EXERCISE REQUIREMENTS =>
The whole listing below should be duplicated exactly, with nothing left out.

== Segment start ==

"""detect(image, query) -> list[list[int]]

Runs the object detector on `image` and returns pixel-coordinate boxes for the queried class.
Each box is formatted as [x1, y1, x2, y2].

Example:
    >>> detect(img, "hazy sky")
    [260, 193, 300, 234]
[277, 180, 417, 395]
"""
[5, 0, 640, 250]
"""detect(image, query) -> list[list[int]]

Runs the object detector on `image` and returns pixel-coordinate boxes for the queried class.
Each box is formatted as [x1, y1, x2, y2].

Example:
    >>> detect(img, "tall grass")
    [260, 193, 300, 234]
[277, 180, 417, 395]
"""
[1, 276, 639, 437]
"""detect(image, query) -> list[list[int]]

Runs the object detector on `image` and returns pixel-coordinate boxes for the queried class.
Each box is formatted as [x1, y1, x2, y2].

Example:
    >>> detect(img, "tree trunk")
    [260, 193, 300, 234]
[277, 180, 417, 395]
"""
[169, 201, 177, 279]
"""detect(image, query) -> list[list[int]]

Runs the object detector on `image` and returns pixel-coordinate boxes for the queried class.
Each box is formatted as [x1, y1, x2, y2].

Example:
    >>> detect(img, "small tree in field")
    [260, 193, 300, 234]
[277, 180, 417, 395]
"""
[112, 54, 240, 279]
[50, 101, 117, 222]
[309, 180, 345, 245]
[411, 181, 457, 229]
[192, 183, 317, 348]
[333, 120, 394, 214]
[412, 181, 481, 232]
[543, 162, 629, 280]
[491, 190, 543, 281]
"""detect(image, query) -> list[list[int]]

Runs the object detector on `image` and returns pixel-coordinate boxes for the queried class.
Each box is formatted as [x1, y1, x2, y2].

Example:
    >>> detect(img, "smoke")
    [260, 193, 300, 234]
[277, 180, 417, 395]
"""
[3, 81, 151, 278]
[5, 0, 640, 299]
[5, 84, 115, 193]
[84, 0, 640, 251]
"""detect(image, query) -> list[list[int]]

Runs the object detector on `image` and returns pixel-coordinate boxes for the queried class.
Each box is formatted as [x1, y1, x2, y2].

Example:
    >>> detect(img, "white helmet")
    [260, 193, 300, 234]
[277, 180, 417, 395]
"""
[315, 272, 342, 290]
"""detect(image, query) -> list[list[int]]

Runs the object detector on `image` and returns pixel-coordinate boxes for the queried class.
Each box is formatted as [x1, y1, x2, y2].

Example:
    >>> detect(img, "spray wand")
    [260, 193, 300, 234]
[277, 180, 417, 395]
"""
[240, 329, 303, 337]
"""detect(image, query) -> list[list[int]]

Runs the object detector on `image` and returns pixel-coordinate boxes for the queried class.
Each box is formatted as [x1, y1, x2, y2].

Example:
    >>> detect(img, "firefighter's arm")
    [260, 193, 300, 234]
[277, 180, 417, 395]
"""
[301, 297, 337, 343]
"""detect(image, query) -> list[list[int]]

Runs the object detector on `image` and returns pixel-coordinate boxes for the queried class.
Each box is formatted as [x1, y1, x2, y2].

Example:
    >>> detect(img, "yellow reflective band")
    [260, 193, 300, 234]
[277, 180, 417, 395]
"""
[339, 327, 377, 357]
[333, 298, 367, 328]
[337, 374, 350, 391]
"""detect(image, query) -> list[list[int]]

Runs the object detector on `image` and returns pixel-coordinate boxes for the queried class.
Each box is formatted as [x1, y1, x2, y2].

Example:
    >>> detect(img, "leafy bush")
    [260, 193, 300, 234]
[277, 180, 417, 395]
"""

== Segment end ==

SOLUTION FOR THIS TASK =>
"""detect(image, query) -> list[list[int]]

Runs the object detector on `image` and returns pixel-coordinate boxes for the queried class.
Each box is formatted as [x1, y1, x2, y2].

Example:
    >>> detect(img, "hazy sky")
    [260, 193, 300, 234]
[277, 180, 417, 395]
"""
[5, 0, 640, 250]
"""detect(image, query) -> list[list[int]]

Runs the object detector on `image` and returns pixel-coordinate boxes for the queried class.
Each box is formatted as [x1, y1, x2, y2].

Example:
    >>> detect(img, "tall grass")
    [260, 193, 300, 234]
[277, 180, 417, 395]
"""
[1, 276, 639, 437]
"""detect(image, query) -> list[list[int]]

Runs the object detector on `image` and returns pixel-coordinate boxes for the queried class.
Each box is formatted as [x1, y1, x2, y2].

Example:
    >>> detect(img, "tree trunk")
    [260, 193, 300, 234]
[277, 180, 417, 395]
"""
[169, 201, 177, 279]
"""detect(image, query) -> list[list[int]]

Runs the object detector on `image` and returns pixel-coordinate boxes for the queried class.
Each box is formatted as [x1, y1, x2, y2].

Example:
    >>> detect(img, "small tree in field")
    [260, 193, 300, 234]
[277, 180, 417, 395]
"""
[112, 54, 240, 279]
[50, 101, 117, 222]
[309, 180, 345, 245]
[411, 181, 457, 229]
[192, 183, 317, 348]
[333, 120, 394, 214]
[412, 181, 481, 232]
[543, 162, 629, 280]
[491, 190, 543, 281]
"""detect(image, query) -> list[list[int]]

Runs the object detector on `image` and returns pixel-coordinate boxes for the queried class.
Each box is formatted as [x1, y1, x2, y2].

Example:
    >>> detect(img, "smoke")
    [260, 193, 300, 234]
[277, 180, 417, 395]
"""
[3, 81, 151, 278]
[5, 0, 640, 299]
[5, 84, 115, 193]
[84, 0, 640, 251]
"""detect(image, query) -> list[list[int]]

Runs the object detector on `image` and returns pixel-coordinate boxes for the queried class.
Each box is formatted as [x1, y1, x2, y2].

Example:
    >>> detect(img, "white helmet")
    [260, 193, 300, 234]
[277, 180, 417, 395]
"""
[315, 272, 342, 290]
"""detect(image, query) -> list[list[int]]

Runs the object detector on `image` and returns pixel-coordinate boxes for the queried class.
Each box is formatted as [x1, y1, x2, y2].

Example:
    >>> detect(img, "spray wand")
    [260, 193, 300, 234]
[277, 180, 417, 395]
"""
[240, 329, 303, 337]
"""detect(image, query) -> list[list[int]]

Runs the object detector on `image` and returns pixel-coordinate boxes for the queried class.
Each box is formatted as [x1, y1, x2, y2].

Example:
    >>> detect(img, "firefighter's arm")
    [260, 193, 300, 234]
[277, 180, 417, 395]
"""
[301, 297, 337, 343]
"""detect(image, query) -> list[list[int]]

Runs the object detector on `image` and returns pixel-coordinate boxes for the queried class.
Each box is formatted as [x1, y1, x2, y2].

Example:
    >>> detect(img, "yellow reflective band")
    [260, 193, 300, 234]
[277, 180, 417, 395]
"""
[339, 327, 377, 357]
[333, 298, 367, 328]
[337, 374, 350, 391]
"""detect(image, query) -> list[list[int]]

Runs the object detector on `image` and returns pixel-coordinate boxes for the queried class.
Each box is formatted as [x1, y1, x2, y2].

Example:
    >>> detect(img, "leafy bush")
    [260, 193, 300, 234]
[277, 180, 417, 395]
"""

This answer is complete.